* Entries shown:
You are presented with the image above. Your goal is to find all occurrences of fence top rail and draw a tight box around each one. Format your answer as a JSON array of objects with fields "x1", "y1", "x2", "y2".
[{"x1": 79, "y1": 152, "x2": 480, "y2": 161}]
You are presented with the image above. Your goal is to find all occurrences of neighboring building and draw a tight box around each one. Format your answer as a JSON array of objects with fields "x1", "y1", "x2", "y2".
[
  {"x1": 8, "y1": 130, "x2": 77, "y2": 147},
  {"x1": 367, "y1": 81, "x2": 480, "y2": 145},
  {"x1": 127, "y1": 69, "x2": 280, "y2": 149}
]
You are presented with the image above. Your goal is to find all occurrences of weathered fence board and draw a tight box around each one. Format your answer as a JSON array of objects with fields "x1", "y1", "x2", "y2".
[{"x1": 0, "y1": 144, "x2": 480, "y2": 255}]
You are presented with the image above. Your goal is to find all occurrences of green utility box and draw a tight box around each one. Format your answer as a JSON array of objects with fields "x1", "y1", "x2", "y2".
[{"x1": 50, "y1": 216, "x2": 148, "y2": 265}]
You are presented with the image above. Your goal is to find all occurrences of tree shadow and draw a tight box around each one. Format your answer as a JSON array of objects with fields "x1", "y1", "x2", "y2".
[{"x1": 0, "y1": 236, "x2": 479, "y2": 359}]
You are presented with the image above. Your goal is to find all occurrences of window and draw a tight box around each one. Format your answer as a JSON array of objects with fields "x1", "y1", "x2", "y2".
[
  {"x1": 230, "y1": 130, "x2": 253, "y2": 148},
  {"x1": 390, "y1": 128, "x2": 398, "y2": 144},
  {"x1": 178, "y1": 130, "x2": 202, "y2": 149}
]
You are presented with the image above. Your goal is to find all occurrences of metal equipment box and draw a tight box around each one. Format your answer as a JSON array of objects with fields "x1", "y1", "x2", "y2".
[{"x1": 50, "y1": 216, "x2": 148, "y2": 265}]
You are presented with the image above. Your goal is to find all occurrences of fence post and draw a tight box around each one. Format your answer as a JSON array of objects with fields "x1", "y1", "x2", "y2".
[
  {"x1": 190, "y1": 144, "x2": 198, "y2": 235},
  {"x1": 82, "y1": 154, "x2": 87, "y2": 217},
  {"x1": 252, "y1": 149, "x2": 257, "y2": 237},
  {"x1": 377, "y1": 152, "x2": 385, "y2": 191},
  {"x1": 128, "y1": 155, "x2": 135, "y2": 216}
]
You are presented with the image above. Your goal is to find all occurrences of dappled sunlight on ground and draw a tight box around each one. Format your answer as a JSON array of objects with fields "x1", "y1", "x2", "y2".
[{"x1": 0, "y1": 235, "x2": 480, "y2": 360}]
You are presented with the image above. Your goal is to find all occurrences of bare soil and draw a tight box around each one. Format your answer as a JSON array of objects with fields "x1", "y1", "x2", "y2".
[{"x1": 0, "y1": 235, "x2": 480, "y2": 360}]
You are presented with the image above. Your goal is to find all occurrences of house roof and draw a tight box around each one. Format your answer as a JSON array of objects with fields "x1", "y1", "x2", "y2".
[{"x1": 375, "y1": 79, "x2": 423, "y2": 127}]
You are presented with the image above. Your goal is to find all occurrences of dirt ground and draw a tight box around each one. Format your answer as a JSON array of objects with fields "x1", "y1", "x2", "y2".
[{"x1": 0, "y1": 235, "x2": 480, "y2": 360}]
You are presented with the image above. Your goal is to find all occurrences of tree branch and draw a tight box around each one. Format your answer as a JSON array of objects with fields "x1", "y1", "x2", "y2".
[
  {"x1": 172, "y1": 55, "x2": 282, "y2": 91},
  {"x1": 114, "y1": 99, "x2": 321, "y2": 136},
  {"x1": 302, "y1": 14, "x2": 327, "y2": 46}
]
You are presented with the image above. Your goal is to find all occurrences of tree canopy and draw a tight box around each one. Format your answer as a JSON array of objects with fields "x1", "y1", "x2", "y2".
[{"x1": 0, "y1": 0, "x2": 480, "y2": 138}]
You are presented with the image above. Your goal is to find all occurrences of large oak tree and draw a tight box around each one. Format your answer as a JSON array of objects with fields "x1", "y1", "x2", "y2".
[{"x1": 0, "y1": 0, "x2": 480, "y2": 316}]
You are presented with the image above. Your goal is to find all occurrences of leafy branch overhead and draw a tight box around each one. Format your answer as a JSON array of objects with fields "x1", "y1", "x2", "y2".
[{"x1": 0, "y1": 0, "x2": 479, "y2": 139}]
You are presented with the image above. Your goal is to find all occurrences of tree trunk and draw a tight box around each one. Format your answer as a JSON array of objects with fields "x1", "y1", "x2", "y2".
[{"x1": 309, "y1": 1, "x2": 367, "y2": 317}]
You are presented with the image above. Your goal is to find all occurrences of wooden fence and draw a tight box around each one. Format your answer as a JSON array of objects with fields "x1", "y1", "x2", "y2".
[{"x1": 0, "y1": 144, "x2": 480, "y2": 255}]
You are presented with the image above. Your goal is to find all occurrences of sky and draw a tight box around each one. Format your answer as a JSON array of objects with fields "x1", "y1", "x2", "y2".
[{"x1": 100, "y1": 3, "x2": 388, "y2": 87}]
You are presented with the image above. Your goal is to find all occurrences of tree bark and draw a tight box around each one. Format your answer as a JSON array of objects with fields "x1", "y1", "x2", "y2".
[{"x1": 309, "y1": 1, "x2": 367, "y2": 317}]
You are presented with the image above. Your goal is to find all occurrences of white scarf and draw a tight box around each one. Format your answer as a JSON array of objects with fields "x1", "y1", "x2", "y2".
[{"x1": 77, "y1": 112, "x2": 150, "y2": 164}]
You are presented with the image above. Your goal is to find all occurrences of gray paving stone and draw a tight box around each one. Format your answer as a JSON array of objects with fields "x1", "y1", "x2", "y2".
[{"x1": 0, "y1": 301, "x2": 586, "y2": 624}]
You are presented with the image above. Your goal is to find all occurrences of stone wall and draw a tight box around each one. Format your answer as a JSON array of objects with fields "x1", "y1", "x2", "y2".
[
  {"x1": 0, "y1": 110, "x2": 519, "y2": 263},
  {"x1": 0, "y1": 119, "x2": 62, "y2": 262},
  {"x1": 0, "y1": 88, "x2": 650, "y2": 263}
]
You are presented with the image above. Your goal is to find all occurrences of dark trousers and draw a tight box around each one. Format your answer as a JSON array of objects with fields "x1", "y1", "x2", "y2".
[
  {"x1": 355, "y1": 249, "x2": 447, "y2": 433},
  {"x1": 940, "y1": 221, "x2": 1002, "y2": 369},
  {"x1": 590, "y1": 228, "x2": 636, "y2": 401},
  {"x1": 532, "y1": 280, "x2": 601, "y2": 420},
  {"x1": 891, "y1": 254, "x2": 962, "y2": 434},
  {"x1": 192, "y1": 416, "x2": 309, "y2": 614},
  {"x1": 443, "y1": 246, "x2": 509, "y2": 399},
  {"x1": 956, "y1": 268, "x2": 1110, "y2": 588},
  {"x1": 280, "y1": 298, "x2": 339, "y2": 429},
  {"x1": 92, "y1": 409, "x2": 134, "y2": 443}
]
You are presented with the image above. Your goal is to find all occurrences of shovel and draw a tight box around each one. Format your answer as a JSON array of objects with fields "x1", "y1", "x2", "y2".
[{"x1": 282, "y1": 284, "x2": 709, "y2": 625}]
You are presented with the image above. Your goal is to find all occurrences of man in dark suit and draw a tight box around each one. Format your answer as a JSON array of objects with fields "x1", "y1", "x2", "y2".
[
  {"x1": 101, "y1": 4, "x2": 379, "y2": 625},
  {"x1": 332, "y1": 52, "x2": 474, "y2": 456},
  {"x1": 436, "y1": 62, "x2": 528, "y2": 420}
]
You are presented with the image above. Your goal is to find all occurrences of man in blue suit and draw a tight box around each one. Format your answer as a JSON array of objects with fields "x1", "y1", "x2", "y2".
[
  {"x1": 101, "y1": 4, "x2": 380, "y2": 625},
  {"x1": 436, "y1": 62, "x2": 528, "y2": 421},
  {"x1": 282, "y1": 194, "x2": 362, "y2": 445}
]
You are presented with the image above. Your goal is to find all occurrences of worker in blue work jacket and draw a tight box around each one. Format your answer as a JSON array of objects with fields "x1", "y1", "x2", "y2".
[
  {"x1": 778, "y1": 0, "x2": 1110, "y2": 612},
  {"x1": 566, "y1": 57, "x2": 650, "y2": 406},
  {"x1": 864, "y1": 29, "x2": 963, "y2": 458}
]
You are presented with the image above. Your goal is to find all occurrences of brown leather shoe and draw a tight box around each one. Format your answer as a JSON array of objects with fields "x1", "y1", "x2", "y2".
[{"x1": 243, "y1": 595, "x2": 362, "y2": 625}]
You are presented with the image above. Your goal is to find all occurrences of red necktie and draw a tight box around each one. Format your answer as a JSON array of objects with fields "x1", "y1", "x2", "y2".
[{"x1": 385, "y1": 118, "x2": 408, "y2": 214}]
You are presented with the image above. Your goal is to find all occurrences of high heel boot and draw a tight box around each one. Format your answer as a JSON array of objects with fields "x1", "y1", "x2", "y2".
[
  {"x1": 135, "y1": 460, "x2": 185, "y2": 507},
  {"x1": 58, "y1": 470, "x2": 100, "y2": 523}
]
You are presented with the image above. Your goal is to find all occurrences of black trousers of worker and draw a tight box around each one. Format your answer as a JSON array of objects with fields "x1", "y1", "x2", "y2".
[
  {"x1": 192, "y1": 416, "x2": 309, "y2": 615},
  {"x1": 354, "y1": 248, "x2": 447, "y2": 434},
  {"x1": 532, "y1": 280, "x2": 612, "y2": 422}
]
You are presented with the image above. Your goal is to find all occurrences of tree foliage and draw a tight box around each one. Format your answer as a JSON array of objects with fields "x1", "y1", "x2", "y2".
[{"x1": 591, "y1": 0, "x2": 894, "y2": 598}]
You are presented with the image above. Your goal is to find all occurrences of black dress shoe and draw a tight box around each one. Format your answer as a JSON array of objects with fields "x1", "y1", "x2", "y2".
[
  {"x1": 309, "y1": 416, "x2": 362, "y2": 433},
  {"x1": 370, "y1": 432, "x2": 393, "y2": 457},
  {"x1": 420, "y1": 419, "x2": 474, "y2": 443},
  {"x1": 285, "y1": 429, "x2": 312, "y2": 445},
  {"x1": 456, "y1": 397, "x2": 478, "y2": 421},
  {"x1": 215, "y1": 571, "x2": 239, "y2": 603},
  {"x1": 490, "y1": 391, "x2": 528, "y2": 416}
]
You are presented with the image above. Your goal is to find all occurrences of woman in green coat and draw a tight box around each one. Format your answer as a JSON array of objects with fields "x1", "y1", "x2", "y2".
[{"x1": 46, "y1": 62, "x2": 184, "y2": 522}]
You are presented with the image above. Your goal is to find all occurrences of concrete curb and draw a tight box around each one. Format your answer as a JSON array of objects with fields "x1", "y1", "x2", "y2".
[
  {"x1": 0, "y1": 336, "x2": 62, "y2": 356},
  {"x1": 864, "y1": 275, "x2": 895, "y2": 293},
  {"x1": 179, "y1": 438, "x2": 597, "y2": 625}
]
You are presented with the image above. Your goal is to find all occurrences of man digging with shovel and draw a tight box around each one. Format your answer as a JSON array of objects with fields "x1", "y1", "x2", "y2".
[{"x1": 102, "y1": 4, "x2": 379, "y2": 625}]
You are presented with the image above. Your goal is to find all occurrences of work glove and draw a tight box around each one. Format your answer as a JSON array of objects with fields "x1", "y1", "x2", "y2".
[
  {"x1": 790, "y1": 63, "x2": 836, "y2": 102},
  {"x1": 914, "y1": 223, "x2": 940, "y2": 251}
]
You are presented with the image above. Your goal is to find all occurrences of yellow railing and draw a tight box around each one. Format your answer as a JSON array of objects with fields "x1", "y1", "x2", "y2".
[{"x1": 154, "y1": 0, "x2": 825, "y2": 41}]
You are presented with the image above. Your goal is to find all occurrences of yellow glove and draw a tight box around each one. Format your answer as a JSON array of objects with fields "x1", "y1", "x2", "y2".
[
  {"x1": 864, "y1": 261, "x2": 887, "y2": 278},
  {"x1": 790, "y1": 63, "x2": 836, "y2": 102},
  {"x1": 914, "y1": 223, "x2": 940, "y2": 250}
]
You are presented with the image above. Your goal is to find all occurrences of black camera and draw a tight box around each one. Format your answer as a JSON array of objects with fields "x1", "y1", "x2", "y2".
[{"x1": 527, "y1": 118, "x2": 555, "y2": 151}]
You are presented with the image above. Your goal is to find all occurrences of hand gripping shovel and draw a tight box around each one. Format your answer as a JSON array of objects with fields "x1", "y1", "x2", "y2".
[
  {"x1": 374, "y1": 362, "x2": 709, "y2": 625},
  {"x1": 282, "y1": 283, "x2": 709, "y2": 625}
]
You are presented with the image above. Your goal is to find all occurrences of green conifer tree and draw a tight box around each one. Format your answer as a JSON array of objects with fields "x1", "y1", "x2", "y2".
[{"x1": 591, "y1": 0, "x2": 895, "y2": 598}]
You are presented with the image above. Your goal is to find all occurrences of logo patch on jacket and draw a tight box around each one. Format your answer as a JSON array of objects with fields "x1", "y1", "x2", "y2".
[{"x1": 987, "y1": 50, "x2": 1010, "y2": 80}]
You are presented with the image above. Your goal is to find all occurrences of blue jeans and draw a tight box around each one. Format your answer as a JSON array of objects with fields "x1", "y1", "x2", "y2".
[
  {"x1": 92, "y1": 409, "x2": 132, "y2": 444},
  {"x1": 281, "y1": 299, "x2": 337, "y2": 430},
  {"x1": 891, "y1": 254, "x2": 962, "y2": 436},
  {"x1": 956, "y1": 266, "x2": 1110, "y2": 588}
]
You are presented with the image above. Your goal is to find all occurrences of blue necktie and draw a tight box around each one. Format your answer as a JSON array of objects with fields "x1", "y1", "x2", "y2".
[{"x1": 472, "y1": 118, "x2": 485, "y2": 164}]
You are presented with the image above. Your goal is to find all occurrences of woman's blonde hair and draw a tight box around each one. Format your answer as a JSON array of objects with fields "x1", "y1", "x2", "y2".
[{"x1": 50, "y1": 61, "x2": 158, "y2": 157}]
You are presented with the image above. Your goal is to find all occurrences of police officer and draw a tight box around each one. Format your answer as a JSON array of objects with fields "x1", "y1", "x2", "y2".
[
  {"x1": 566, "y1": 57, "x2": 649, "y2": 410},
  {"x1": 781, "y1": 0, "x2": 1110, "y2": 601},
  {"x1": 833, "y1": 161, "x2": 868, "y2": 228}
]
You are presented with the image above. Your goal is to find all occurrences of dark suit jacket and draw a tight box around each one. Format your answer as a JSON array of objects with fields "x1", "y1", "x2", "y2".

* Exercise requirements:
Pick out every line of the records that contains the word "woman" and copy each one in full.

* Exercise output:
You are presented with the image above. Your goal is to find all occurrences of woman in green coat and draw a tight box around each one. Format your answer as a JSON array of objects with fields "x1", "y1", "x2", "y2".
You are presented with the image above. Your goal is to find all occurrences of woman's blonde hair and draw a tight box around each one. Format your answer as a JSON array of objects with fields "x1", "y1", "x2", "y2".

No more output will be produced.